Task description:
Return only the tail of the data below, word for word: the line with "Test yourself! Look at the image and find the white sneaker." and each line after it through the final one.

Task input:
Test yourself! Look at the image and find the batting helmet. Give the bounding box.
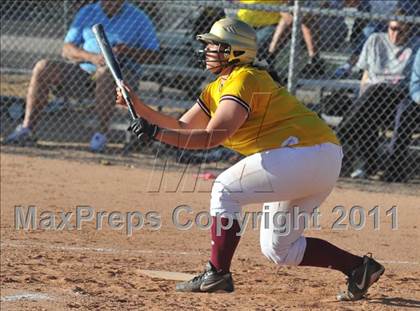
[196,18,257,68]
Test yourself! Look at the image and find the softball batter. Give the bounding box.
[116,18,384,301]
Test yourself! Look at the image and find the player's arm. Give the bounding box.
[155,99,248,149]
[117,83,209,130]
[62,43,104,66]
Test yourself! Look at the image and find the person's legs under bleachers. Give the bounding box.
[5,60,92,145]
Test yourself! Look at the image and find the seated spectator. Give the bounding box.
[268,0,347,78]
[410,48,420,104]
[335,0,418,78]
[5,0,159,152]
[337,12,418,180]
[382,48,420,182]
[235,0,283,59]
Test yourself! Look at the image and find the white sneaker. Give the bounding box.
[5,124,35,145]
[350,168,366,179]
[89,132,107,152]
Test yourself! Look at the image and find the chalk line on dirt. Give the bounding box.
[1,241,199,256]
[0,292,52,302]
[2,241,419,265]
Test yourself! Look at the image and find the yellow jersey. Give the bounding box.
[198,65,340,156]
[237,0,283,27]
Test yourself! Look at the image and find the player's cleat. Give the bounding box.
[4,124,36,146]
[175,261,234,293]
[337,254,385,301]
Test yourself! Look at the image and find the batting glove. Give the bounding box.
[128,117,160,142]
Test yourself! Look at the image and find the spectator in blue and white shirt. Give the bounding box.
[6,0,159,152]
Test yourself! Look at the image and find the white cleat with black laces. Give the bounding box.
[176,261,234,293]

Exercise solution:
Test yourself! Look at the image and find the white sneaker. Give the bounding box.
[5,124,35,145]
[350,168,366,179]
[89,132,107,152]
Test yourself! Look at the image and find the chalk line on dirt. Give the bounding box.
[1,241,199,256]
[0,292,52,302]
[2,241,419,265]
Test yourself! Look at the image and find the yellow jersey. Give the bounding box.
[198,65,340,156]
[237,0,283,27]
Test yourself! Look at the image and find the player's cleat. Give the bounding box.
[4,124,36,146]
[175,261,234,293]
[337,254,385,301]
Test yourself! Look at the image and find the batting glove. Give the bounding box.
[128,117,160,142]
Test yourself! Look at the image and find the spectator in blue and white shirt. Give the bounding box.
[6,0,159,152]
Test yourself! Look at the image and find the white cleat with black laces. Give the bounding box.
[176,261,234,293]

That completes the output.